╭─ MATERIAL PROVIDED
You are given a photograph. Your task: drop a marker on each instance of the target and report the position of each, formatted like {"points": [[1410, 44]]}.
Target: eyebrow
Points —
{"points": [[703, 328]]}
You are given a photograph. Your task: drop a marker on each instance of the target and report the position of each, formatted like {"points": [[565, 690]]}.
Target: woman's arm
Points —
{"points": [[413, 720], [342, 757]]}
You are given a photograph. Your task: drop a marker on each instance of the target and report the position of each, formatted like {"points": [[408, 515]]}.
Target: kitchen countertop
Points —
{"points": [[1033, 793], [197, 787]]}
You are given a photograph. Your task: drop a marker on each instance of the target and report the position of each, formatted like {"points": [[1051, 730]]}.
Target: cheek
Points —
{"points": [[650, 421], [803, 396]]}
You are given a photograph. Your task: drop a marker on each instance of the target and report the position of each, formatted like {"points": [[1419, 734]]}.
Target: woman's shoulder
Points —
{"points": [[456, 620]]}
╰─
ACTIVITY: Please count the lines above that hold the string "report" and reply with the number alone.

ANSWER TO THIS TASK: 5